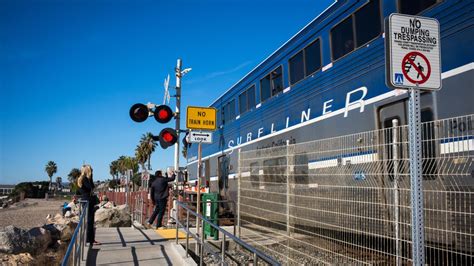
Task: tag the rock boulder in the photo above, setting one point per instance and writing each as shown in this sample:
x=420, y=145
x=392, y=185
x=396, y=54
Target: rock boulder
x=13, y=240
x=39, y=240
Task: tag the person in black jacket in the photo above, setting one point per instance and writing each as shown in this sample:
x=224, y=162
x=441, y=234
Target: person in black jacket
x=86, y=187
x=159, y=193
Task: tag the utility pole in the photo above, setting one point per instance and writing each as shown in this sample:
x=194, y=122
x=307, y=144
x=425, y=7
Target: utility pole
x=179, y=74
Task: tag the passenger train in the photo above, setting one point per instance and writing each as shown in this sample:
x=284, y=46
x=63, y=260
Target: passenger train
x=329, y=80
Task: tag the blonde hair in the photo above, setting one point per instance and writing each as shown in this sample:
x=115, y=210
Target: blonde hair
x=86, y=171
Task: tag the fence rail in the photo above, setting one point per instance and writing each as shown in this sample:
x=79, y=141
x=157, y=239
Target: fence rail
x=347, y=199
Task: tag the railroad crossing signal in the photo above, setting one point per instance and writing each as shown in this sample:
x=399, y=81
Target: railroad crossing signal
x=163, y=114
x=167, y=137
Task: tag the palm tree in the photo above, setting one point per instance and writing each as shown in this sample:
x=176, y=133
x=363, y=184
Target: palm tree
x=51, y=168
x=59, y=183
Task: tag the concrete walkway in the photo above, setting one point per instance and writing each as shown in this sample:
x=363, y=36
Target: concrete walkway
x=133, y=246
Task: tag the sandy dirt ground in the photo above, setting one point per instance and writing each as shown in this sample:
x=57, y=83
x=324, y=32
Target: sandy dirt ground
x=32, y=214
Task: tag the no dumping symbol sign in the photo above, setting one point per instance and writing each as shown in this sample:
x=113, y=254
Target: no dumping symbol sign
x=416, y=67
x=412, y=52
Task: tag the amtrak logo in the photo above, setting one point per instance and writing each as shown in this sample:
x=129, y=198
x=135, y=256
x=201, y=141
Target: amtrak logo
x=398, y=78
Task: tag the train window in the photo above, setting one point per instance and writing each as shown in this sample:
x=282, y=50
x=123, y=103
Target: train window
x=367, y=26
x=231, y=110
x=224, y=114
x=312, y=56
x=228, y=112
x=243, y=102
x=251, y=97
x=271, y=84
x=265, y=88
x=247, y=100
x=342, y=39
x=367, y=22
x=296, y=64
x=277, y=81
x=411, y=7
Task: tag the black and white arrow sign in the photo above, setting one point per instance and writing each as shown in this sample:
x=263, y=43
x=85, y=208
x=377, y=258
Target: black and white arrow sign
x=200, y=137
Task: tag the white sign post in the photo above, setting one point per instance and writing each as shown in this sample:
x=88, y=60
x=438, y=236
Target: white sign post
x=413, y=52
x=413, y=62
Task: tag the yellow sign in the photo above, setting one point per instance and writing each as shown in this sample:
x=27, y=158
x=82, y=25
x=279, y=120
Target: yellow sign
x=203, y=118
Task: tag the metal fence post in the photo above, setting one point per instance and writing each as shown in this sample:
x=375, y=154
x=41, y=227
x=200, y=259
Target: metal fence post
x=223, y=250
x=416, y=177
x=288, y=173
x=396, y=196
x=177, y=223
x=238, y=190
x=187, y=233
x=201, y=251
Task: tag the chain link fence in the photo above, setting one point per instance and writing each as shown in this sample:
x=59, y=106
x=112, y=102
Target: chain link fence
x=346, y=200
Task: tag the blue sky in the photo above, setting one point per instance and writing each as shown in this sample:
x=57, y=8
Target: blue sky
x=70, y=70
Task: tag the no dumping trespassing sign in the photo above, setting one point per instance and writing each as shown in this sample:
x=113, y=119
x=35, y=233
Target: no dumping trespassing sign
x=412, y=52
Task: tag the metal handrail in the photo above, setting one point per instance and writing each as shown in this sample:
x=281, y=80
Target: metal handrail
x=201, y=240
x=76, y=246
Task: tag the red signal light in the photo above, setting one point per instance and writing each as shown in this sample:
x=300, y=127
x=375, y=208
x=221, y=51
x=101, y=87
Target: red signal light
x=139, y=112
x=163, y=114
x=168, y=137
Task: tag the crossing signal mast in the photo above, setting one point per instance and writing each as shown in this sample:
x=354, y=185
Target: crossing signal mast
x=163, y=113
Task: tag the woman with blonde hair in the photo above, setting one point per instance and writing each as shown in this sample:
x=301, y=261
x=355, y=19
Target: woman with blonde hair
x=86, y=187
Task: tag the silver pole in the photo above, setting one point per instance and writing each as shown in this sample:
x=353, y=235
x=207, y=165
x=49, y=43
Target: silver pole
x=198, y=200
x=396, y=195
x=416, y=178
x=238, y=191
x=287, y=188
x=177, y=112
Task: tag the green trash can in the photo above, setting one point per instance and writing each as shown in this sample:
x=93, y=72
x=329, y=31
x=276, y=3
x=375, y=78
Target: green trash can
x=210, y=210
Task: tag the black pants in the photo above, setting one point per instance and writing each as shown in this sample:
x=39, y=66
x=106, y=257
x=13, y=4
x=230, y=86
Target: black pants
x=90, y=235
x=160, y=209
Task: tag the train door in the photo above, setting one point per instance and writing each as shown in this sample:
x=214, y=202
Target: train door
x=223, y=175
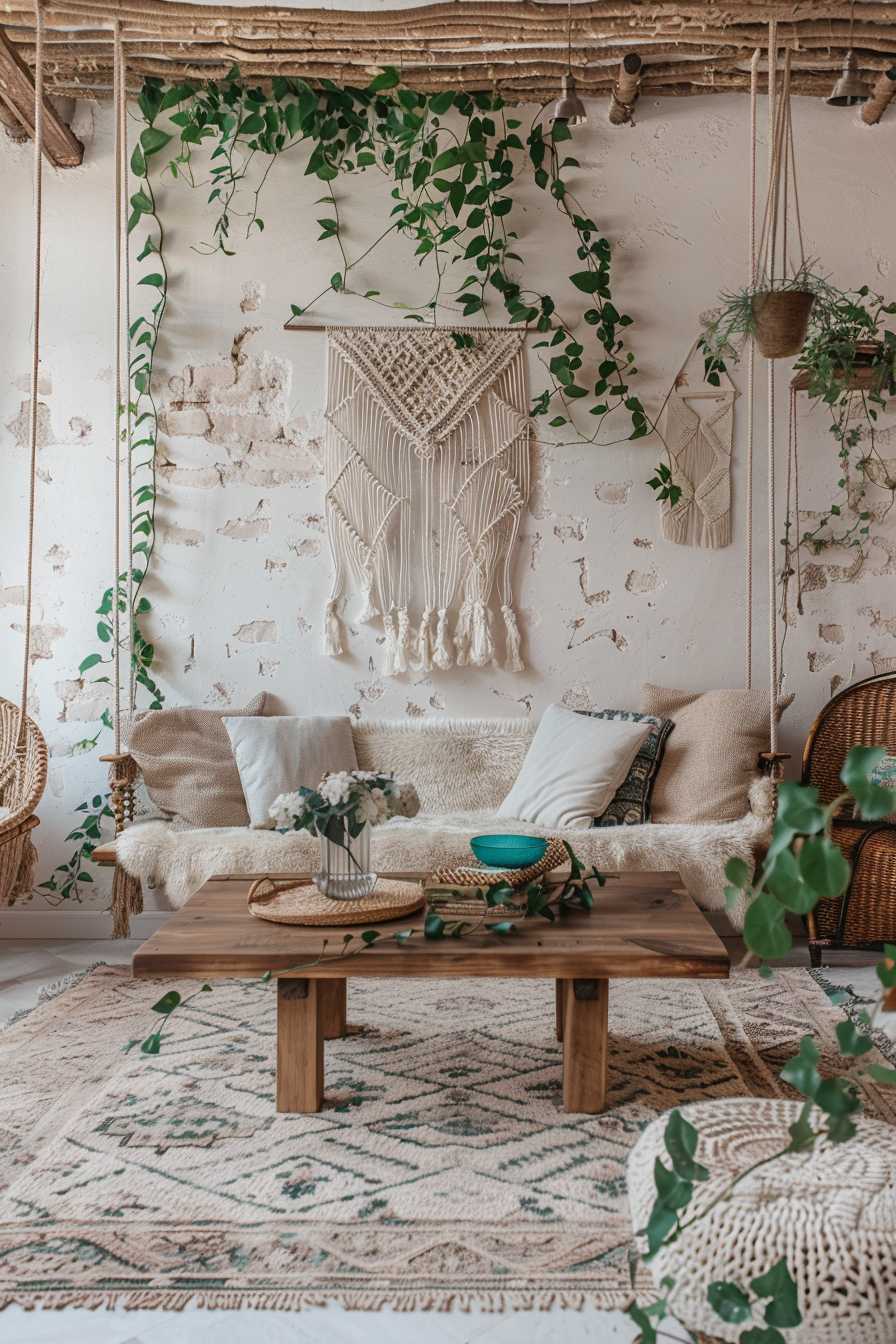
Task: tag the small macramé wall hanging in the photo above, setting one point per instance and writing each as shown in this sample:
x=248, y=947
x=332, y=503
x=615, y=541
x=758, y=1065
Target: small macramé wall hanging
x=697, y=430
x=427, y=475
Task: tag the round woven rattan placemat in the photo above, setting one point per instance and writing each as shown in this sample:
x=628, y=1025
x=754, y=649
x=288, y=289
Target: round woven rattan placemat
x=301, y=902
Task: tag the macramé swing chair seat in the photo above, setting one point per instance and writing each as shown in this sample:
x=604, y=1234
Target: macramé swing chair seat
x=19, y=796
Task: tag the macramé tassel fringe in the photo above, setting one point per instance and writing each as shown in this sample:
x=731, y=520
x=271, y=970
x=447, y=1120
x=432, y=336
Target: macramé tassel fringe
x=513, y=660
x=481, y=648
x=441, y=653
x=332, y=629
x=425, y=643
x=462, y=632
x=403, y=645
x=391, y=645
x=126, y=901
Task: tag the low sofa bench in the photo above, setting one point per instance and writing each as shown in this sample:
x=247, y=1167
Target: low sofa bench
x=462, y=770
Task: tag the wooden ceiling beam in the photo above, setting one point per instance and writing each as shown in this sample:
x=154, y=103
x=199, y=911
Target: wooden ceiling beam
x=61, y=147
x=519, y=46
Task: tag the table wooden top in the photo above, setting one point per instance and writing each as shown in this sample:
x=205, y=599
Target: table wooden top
x=644, y=924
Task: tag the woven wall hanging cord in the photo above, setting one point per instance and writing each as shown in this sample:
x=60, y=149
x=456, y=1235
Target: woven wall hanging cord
x=15, y=760
x=427, y=475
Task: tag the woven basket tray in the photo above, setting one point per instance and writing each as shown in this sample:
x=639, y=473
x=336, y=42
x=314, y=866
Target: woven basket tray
x=302, y=903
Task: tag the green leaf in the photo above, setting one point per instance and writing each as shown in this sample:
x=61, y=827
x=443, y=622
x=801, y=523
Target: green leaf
x=778, y=1285
x=388, y=78
x=765, y=932
x=589, y=281
x=433, y=926
x=852, y=1042
x=873, y=801
x=801, y=1071
x=786, y=883
x=681, y=1144
x=730, y=1301
x=152, y=140
x=822, y=866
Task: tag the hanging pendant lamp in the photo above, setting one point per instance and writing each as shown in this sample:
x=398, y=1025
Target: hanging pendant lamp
x=850, y=88
x=568, y=106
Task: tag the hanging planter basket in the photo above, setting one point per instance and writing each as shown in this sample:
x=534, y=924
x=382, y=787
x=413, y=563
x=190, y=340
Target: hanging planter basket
x=781, y=321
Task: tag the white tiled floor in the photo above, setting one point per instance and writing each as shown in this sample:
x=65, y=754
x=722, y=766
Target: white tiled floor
x=24, y=968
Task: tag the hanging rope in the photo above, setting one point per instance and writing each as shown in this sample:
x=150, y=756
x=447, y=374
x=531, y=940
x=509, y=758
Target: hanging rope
x=751, y=367
x=118, y=382
x=16, y=758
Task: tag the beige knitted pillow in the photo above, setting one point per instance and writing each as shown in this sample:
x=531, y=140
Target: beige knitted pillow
x=711, y=754
x=188, y=764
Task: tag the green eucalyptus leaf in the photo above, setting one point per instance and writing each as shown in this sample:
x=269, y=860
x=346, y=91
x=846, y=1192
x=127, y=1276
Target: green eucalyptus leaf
x=730, y=1301
x=778, y=1284
x=852, y=1042
x=822, y=866
x=802, y=1071
x=765, y=930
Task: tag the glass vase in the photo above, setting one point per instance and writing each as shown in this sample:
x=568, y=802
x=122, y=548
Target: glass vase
x=345, y=868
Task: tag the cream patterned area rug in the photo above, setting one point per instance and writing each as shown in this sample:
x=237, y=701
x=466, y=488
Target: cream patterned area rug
x=443, y=1171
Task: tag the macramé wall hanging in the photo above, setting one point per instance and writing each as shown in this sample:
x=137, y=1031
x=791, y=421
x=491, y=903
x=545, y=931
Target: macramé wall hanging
x=697, y=429
x=427, y=475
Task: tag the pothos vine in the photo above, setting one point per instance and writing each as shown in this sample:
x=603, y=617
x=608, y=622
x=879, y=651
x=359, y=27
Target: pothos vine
x=453, y=159
x=140, y=436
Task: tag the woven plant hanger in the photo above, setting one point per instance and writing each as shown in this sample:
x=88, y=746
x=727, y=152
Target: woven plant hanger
x=23, y=751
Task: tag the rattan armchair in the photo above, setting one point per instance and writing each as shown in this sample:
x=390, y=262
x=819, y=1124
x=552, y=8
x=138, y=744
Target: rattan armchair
x=20, y=796
x=863, y=715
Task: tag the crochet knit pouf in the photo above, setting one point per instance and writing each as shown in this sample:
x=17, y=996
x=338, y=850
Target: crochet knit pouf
x=832, y=1212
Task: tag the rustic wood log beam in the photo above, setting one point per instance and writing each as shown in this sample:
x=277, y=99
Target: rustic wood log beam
x=61, y=147
x=517, y=46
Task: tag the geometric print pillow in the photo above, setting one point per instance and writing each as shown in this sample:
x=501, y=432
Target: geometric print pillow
x=630, y=804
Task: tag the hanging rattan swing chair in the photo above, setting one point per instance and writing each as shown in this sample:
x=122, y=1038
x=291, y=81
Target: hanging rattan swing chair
x=18, y=801
x=23, y=751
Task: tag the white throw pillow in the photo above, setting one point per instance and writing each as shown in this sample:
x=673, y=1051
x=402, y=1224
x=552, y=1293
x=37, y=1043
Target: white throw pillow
x=281, y=754
x=572, y=769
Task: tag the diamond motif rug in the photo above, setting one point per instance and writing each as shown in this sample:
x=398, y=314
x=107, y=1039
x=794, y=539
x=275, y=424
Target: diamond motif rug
x=443, y=1169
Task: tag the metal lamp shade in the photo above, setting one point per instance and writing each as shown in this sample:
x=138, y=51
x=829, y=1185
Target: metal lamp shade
x=568, y=106
x=850, y=88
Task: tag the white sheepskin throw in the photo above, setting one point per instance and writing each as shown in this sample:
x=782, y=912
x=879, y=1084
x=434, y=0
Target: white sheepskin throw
x=183, y=860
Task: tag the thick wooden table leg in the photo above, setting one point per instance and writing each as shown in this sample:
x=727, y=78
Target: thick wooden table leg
x=300, y=1046
x=332, y=1008
x=585, y=1044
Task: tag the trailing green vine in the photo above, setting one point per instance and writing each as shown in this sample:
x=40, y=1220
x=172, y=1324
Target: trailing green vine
x=453, y=159
x=141, y=432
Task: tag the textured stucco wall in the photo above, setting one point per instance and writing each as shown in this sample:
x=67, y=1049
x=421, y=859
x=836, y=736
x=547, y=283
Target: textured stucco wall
x=242, y=569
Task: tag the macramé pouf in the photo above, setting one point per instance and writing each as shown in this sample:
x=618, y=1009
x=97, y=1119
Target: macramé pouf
x=832, y=1212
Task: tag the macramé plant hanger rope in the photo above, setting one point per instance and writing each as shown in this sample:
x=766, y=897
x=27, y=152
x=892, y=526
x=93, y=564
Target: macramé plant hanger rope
x=15, y=761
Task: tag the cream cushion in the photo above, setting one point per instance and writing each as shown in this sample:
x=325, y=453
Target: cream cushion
x=188, y=765
x=281, y=754
x=711, y=754
x=572, y=769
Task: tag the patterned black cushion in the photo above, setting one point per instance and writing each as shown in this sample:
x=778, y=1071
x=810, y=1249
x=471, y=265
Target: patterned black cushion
x=630, y=804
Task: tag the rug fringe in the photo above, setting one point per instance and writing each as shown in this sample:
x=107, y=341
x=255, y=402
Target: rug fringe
x=296, y=1300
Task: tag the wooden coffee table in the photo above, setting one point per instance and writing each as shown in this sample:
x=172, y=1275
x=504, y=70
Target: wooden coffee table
x=642, y=925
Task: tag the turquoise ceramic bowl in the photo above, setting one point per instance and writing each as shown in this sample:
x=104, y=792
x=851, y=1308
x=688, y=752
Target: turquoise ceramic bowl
x=508, y=851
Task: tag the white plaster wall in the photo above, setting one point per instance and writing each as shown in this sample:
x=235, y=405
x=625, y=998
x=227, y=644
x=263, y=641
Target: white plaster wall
x=241, y=569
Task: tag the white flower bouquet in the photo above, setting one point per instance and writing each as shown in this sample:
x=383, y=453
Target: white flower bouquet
x=343, y=804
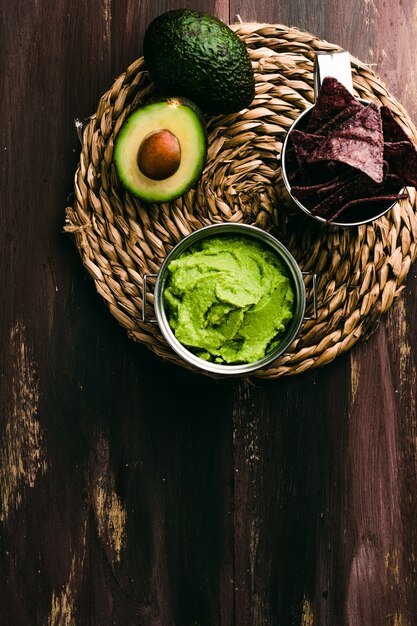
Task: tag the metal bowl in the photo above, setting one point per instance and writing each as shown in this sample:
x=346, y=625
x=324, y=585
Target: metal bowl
x=214, y=231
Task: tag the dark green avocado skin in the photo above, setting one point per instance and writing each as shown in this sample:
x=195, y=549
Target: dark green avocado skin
x=193, y=54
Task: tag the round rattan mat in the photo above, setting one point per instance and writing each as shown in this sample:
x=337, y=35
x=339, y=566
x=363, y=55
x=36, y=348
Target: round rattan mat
x=359, y=270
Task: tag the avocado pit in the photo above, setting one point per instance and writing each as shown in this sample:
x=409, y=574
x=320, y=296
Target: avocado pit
x=159, y=155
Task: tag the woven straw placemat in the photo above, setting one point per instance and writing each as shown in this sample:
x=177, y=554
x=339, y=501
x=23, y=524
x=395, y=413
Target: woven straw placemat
x=359, y=270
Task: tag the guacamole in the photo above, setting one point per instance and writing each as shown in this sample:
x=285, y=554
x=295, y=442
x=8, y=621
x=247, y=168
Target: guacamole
x=228, y=299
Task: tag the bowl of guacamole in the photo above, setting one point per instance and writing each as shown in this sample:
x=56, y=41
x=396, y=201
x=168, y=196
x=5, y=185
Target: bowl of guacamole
x=229, y=298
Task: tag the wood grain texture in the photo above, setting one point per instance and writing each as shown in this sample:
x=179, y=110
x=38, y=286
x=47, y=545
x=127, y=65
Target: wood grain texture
x=133, y=492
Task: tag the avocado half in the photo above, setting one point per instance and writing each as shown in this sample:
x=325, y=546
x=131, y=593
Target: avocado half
x=196, y=55
x=160, y=151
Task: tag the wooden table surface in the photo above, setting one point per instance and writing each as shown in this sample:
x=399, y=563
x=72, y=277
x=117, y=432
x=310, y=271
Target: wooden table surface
x=133, y=492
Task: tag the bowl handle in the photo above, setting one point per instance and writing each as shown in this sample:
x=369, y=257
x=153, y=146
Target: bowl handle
x=315, y=308
x=144, y=296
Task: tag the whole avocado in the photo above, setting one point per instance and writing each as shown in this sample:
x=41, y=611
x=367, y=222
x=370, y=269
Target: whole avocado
x=194, y=54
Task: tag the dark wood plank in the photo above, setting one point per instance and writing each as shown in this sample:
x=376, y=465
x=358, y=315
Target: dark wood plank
x=115, y=468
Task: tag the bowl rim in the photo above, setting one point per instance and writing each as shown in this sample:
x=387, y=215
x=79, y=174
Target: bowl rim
x=291, y=264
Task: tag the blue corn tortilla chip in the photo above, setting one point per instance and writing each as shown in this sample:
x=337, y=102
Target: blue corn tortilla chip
x=349, y=156
x=333, y=98
x=357, y=142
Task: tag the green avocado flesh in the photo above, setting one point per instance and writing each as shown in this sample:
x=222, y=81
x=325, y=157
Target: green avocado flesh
x=184, y=123
x=193, y=54
x=229, y=299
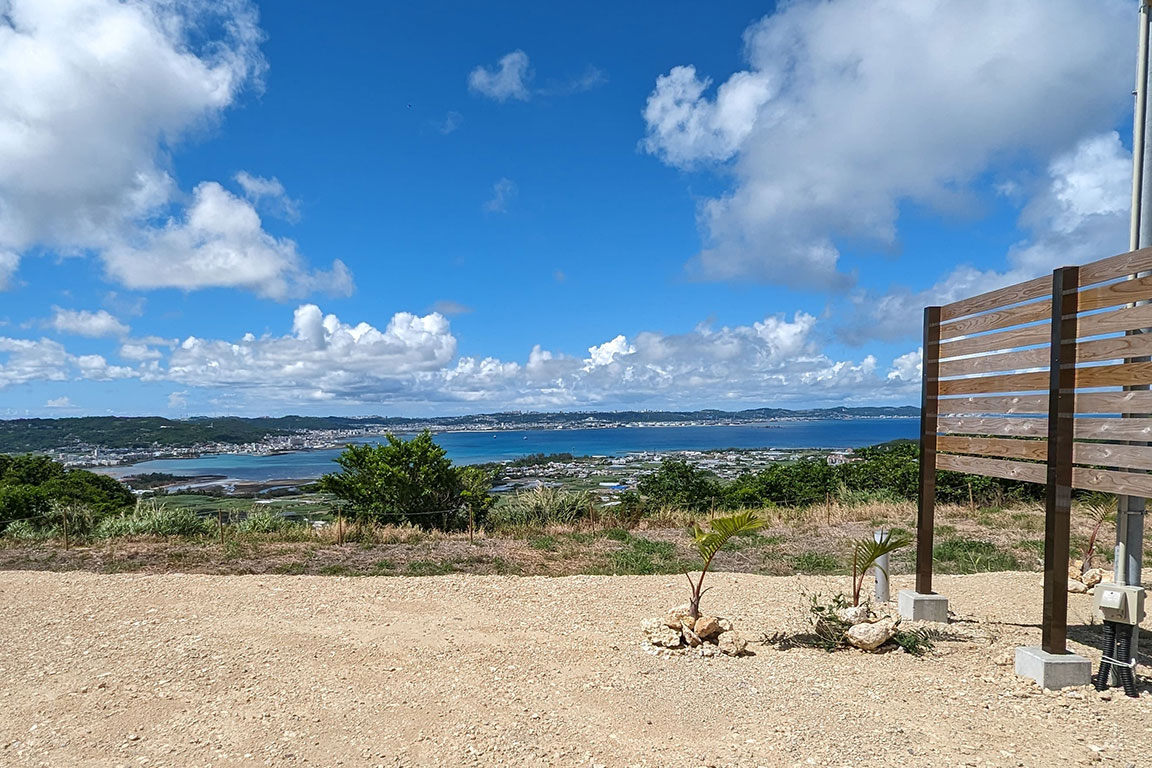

________________________________________

Problem to solve: Please format the lines of the listing above as a numbered list, beginning at the line that contains "Task: tag the low" and stopping after the line that contains "x=462, y=770", with any blank lines left out.

Answer to the exercise:
1. Task: tag the low sofa bench in the photo above, setting one point per instance and writing each as shown in this sample:
2. x=247, y=1167
3. Target: low sofa bench
4. x=462, y=770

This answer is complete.